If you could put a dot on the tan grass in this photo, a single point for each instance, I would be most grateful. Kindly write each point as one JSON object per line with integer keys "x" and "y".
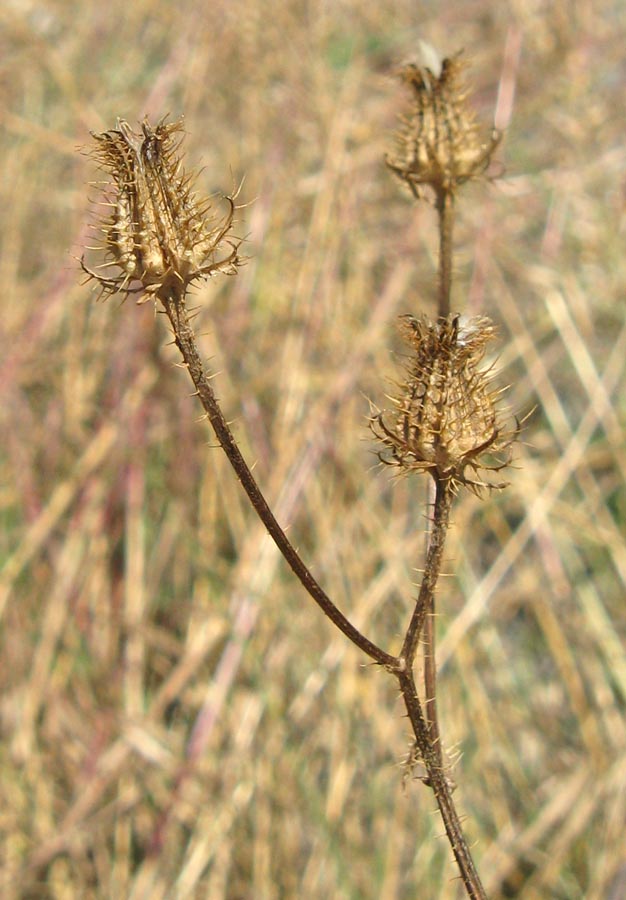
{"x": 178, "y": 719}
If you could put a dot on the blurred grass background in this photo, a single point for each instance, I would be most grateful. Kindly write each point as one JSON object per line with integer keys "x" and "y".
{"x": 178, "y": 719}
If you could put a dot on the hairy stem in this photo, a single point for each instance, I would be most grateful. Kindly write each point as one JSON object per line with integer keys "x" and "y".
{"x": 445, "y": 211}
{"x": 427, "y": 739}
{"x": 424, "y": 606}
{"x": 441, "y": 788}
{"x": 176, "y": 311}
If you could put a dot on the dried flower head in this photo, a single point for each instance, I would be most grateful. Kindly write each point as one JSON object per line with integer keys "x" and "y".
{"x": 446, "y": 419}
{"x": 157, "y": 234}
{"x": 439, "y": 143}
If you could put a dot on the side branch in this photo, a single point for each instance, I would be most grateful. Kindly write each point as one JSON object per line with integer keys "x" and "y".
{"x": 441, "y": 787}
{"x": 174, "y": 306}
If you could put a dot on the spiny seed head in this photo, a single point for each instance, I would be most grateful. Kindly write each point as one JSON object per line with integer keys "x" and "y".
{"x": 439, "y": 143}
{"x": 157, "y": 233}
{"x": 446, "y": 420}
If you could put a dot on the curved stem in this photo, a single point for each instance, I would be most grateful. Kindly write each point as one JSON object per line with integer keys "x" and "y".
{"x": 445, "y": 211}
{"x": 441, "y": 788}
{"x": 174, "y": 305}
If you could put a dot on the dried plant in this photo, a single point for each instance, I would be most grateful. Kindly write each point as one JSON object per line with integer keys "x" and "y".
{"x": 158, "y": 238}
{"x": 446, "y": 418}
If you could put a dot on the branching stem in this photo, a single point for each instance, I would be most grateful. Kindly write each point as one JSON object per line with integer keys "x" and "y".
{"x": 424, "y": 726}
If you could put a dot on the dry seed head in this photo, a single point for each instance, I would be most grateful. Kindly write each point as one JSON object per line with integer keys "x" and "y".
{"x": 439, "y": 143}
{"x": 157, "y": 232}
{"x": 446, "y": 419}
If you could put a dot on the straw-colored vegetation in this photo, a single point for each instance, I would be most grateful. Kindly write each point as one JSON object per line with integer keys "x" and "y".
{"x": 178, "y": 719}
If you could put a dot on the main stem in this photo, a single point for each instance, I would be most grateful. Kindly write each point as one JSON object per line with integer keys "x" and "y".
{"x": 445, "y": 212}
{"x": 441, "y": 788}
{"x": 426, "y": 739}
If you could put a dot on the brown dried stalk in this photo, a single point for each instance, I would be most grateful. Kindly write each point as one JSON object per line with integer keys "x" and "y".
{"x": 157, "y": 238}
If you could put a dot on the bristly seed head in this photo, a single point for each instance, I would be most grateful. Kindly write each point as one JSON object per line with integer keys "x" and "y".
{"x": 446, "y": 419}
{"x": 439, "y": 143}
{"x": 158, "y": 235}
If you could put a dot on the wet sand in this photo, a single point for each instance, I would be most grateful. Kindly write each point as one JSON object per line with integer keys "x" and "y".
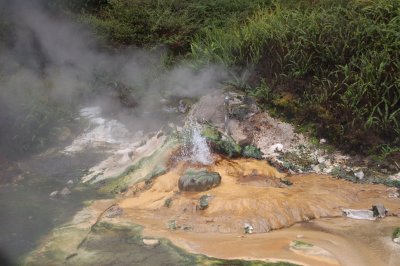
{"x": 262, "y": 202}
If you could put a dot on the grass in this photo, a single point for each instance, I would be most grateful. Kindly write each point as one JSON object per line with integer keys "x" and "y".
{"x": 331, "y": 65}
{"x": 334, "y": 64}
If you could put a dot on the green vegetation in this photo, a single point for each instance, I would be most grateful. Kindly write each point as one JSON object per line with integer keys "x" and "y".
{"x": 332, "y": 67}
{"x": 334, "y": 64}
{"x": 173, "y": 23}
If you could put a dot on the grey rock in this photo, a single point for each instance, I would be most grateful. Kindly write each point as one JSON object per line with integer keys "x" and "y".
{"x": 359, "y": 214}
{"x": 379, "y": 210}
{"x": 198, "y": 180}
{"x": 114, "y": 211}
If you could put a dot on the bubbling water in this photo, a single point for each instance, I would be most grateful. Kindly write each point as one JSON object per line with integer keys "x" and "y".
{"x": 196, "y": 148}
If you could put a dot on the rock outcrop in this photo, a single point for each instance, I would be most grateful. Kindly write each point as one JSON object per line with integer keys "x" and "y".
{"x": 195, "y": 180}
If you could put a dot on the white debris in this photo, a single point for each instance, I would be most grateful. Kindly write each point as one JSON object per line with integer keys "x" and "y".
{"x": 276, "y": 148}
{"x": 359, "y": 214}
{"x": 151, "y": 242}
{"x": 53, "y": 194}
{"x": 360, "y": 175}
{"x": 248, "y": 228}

▶ [Short problem] Copy out every entry above with "I would be most grateful" swapped for "I would really appreciate it" each time it occurs, keeping everything else the same. Leave the pictures out.

▶ [Task result]
If you could put a dot on the tan grass in this photo, a single point for each instance, I would really appreciate it. Kindly write each point as one JSON object per line with integer keys "x" and "y".
{"x": 178, "y": 719}
If you could put a dot on the blurred grass background in this photo, a single point for each instance, I would really appreciate it. Kindly write each point as one JSON object per line with integer keys "x" and "y".
{"x": 178, "y": 719}
If you could put a dot on the hairy stem in this photo, a single point for each instance, I would really appreciate it. Kindly write each point as one JSON object per line with integer keys "x" and "y".
{"x": 445, "y": 211}
{"x": 427, "y": 739}
{"x": 424, "y": 606}
{"x": 441, "y": 788}
{"x": 176, "y": 311}
If you could put a dot on the dried flower head in this photo, a single point for each instance, I would really appreciate it. Kindly write each point as one JSON object per line with integer keys "x" and "y".
{"x": 446, "y": 419}
{"x": 157, "y": 234}
{"x": 439, "y": 143}
If you could put a dot on the side branch in this photo, a single point for each instance, I would really appreciate it. Kindly write each point as one JSON object per line with integer keys "x" and "y".
{"x": 441, "y": 787}
{"x": 174, "y": 306}
If you could put a dot on the spiny seed head in this photo, a single point for each instance, I would really appreciate it. Kindly write each point as one JSON object per line with integer keys "x" and "y".
{"x": 439, "y": 143}
{"x": 157, "y": 233}
{"x": 446, "y": 420}
If you could put a dot on the curved stem in this photo, a single point for each instance, I would really appreciate it. Kindly write each point as one JSON object per line with integer keys "x" and "y".
{"x": 445, "y": 211}
{"x": 441, "y": 788}
{"x": 174, "y": 305}
If you could put a dot on the dried plant in this photo, a single point for each instance, I would really appreciate it. Kindly write each point as one JSON object per line with integer keys "x" and "y".
{"x": 158, "y": 238}
{"x": 446, "y": 418}
If you could put a dot on the branching stem in this photo, a single point for each instance, I would really appreciate it. Kindly write each point as one JSON object per line with integer keys "x" and "y".
{"x": 424, "y": 726}
If you could put a dot on the dry seed head in this photo, a single point for each instance, I would really appreciate it. Kindly write each point as one JSON object per line with integer keys "x" and "y".
{"x": 439, "y": 143}
{"x": 157, "y": 232}
{"x": 446, "y": 419}
If you could put a dot on the straw-colored vegetation in this photo, a single point for each instance, I would really appreciate it. Kindly write each point as one JSON object per line with integer keys "x" and "y".
{"x": 178, "y": 719}
If you could put a dot on the main stem in this photo, a single point for each instance, I would really appreciate it. Kindly write each point as one JSON object per line with integer keys "x" and "y".
{"x": 445, "y": 212}
{"x": 441, "y": 788}
{"x": 426, "y": 739}
If you could put a dot on the brown dried stalk in this photo, a single point for each instance, I would really appreciate it. Kindly write each point as one JSON object per line with integer keys "x" and "y".
{"x": 157, "y": 238}
If you could put a dot on the bristly seed head in this photo, a single point for each instance, I would really appreciate it. Kindly write each point as one JSON object per line with integer keys "x" and "y".
{"x": 446, "y": 419}
{"x": 439, "y": 143}
{"x": 158, "y": 235}
If you could put a dot on the wet sand in this photo, a single point for each instance, I would really appreciate it. Kindly write each point as one JSON object per line with integer keys "x" and "y".
{"x": 262, "y": 202}
If you could put a dot on the grass in this photo, a single point for each instance, I would really appreciate it. Kindly write each point as one JSON object per line with integer keys "x" and "y".
{"x": 331, "y": 65}
{"x": 334, "y": 64}
If you could put a dot on the green vegetation in this photo, a single point for each instance, I would really appreciate it. Kindly write each point as one JSON object per line with integer keys "x" and "y".
{"x": 332, "y": 67}
{"x": 334, "y": 64}
{"x": 173, "y": 23}
If you could put a dot on the grey rock in this photo, a single point for each instance, I would really appreciate it. Kindly write each point as one JSON object per line with integer keys "x" and "y".
{"x": 359, "y": 214}
{"x": 379, "y": 210}
{"x": 198, "y": 180}
{"x": 114, "y": 211}
If you could put a dot on the bubbling water in this photo, a single point for each instance, I would really appreciate it. Kindly write each point as one JSON object per line with integer keys "x" and "y".
{"x": 196, "y": 148}
If you could put a dot on the rock outcrop in this photo, a single point for each instance, I would really appreciate it. Kindly write each point as one JSON object per line with integer keys "x" and "y".
{"x": 195, "y": 180}
If you could put a dot on the white debris in this photo, a single point for each instance, I would really appreciate it. Kindly write each point as one JSON object per line with integer keys "x" and "y".
{"x": 276, "y": 148}
{"x": 359, "y": 214}
{"x": 151, "y": 242}
{"x": 53, "y": 194}
{"x": 360, "y": 175}
{"x": 248, "y": 228}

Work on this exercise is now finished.